Photo-based referring expression data:
Segment Open
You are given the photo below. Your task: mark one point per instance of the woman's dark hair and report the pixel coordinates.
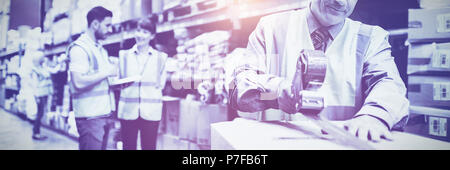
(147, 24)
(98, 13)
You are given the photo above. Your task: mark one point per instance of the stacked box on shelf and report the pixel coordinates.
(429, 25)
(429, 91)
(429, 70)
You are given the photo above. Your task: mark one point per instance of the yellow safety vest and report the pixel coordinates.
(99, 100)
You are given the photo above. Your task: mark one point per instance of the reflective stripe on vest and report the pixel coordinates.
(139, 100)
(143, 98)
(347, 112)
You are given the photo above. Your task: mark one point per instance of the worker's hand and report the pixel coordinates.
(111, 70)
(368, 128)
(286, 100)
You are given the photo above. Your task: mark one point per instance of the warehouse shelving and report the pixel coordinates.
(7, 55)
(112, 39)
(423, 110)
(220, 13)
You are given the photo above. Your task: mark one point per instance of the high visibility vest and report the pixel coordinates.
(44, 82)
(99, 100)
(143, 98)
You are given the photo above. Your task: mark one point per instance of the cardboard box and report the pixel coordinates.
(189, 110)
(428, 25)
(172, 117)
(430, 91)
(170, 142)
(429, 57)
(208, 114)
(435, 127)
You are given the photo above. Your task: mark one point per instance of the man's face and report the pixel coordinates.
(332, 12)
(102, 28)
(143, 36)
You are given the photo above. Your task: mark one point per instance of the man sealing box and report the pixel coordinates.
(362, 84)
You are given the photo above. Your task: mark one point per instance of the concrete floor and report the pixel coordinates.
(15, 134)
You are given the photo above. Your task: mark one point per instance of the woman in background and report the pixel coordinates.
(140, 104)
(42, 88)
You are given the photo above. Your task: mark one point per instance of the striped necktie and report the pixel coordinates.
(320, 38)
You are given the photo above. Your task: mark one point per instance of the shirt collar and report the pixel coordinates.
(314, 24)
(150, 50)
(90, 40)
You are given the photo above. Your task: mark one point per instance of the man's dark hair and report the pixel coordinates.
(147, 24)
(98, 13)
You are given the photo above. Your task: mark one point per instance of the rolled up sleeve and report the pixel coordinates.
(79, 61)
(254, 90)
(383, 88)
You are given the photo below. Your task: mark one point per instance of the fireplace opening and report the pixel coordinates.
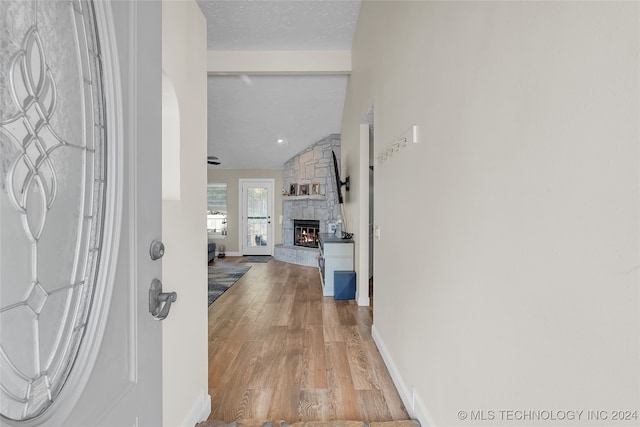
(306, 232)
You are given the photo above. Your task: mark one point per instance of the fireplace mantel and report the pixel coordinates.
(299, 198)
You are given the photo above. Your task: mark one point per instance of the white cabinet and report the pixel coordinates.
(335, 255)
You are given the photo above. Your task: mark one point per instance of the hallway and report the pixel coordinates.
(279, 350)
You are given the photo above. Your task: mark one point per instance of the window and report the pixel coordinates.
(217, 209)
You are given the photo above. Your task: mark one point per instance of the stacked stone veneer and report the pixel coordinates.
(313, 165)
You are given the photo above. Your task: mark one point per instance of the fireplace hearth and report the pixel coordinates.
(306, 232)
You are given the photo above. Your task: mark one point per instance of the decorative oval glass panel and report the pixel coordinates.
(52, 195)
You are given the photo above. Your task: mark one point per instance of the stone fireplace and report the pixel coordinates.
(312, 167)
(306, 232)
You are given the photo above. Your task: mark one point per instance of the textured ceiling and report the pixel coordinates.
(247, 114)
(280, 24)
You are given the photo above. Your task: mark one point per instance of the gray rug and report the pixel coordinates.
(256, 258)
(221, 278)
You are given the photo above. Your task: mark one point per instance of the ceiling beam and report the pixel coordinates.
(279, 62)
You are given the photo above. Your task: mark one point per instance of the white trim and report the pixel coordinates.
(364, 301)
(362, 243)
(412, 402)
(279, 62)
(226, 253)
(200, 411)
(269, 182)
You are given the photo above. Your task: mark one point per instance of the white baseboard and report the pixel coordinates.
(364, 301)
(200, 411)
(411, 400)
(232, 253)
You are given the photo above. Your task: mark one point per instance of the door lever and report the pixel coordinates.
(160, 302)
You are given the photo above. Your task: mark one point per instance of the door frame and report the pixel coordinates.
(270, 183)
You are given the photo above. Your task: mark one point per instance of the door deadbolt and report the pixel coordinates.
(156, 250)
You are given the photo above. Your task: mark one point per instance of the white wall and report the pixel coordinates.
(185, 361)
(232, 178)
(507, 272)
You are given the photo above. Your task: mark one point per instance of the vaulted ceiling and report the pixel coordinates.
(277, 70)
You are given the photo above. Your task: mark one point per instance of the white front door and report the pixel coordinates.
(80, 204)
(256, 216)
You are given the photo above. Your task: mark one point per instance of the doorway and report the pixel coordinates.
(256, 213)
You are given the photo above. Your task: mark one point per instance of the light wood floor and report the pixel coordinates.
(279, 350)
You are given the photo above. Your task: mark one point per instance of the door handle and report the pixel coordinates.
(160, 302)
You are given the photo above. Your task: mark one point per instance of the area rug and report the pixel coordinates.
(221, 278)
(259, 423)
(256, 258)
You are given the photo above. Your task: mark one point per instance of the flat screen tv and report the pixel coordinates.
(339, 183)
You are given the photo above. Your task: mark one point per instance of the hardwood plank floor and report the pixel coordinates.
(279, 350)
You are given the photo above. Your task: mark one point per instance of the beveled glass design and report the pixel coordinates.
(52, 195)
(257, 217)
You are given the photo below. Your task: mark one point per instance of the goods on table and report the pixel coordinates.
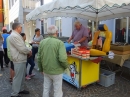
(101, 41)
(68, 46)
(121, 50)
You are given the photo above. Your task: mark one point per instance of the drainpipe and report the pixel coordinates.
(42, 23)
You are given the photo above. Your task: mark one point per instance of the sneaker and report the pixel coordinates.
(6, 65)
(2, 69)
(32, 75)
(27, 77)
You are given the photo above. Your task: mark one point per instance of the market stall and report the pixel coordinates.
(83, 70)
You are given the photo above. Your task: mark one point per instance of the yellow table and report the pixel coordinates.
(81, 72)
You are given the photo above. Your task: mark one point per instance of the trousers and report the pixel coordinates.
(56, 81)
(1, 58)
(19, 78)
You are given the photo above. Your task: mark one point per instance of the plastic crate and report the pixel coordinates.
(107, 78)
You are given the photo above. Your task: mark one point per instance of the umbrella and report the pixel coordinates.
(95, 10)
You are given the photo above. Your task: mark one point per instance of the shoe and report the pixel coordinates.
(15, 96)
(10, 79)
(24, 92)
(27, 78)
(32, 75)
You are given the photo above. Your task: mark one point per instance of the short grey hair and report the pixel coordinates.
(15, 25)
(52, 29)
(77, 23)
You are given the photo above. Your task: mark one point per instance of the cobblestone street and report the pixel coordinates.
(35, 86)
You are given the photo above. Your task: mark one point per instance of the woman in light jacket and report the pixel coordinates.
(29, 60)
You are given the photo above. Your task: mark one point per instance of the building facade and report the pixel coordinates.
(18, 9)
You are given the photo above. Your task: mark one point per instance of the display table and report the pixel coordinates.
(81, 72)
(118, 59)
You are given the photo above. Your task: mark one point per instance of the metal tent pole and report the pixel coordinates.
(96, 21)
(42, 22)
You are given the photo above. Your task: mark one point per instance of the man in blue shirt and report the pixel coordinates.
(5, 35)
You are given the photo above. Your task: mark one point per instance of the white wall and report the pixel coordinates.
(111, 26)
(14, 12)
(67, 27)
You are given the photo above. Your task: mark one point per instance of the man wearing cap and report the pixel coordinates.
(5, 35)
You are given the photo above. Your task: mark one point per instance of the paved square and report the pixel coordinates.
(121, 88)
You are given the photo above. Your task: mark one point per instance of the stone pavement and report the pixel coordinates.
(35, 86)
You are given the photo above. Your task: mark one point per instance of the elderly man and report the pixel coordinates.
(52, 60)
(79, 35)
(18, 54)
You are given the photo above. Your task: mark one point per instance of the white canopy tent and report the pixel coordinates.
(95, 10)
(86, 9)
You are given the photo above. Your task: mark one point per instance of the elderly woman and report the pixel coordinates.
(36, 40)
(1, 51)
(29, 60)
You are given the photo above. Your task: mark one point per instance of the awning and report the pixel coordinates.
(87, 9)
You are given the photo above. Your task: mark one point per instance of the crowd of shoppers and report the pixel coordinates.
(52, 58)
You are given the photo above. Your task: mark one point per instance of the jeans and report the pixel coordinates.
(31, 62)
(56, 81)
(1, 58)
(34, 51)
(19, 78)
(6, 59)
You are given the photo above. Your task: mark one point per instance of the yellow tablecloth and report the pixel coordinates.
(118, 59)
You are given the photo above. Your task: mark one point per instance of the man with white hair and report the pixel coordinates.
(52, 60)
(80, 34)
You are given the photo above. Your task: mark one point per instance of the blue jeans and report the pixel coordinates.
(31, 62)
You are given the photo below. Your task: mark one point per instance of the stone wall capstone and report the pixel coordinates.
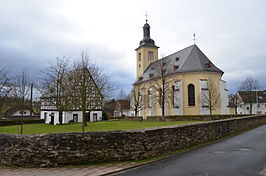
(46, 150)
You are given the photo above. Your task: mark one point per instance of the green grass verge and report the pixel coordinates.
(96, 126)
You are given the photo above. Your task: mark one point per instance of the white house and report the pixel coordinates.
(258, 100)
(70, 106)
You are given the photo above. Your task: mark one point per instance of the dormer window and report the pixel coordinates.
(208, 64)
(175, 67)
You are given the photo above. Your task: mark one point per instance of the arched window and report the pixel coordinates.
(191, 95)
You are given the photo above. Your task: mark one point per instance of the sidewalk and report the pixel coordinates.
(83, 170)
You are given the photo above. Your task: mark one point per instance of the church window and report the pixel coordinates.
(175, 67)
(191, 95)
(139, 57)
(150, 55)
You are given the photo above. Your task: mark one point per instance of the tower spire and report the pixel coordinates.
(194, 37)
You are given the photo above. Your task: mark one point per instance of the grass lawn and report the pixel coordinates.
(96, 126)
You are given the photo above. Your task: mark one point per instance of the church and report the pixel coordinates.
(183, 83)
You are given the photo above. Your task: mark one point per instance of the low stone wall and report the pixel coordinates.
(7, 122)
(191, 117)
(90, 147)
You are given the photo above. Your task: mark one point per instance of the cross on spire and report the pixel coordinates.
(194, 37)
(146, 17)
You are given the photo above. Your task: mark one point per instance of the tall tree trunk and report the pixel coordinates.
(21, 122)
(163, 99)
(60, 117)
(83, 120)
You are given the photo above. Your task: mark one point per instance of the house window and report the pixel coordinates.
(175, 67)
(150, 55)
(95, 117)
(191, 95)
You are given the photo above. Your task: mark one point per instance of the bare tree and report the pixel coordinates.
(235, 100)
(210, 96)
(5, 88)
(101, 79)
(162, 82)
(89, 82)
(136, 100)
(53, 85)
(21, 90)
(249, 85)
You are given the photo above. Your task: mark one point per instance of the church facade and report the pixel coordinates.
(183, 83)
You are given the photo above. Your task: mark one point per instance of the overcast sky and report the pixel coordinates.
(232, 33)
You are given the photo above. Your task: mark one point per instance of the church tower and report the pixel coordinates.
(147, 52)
Segment Closed
WHAT YOU ARE ASKED TO DO: Your task is to transcribe exactly the lines from the one with "stone wall and report the pixel coordinates." through the end of the data, both included, and nothing besides.

EXERCISE ANSWER:
You are given the photo above. Your task: mark one point per instance of the low stone wall and report the pixel coordinates.
(7, 122)
(191, 117)
(90, 147)
You are given the photo above. Your task: mark one point per instance of the cross on spire and report the pixel coordinates.
(194, 37)
(146, 17)
You are given the photo above. Your task: mark one point per instance of the tall tree trunk and report the pixel coordinates.
(21, 122)
(163, 99)
(60, 117)
(83, 120)
You are given the photo above. Your task: mark one point per instance of the house window and report the pixel coordinates.
(175, 67)
(150, 55)
(95, 117)
(191, 95)
You are given the photo above. Your task: mark one point per instance of the bare tree and report the pixel coordinates.
(235, 100)
(210, 96)
(5, 88)
(101, 79)
(162, 82)
(89, 82)
(136, 100)
(53, 85)
(21, 90)
(249, 85)
You are given the photo above. Your task: mark one point per instance of the church facade and report the pixel coordinates.
(183, 83)
You are given the photo above. Your task: mark one point per instance of the overcast sky and report the pixel coordinates.
(232, 33)
You are given the photo above. Your task: mark one point per instance of the church tower and report the pixel coordinates.
(147, 52)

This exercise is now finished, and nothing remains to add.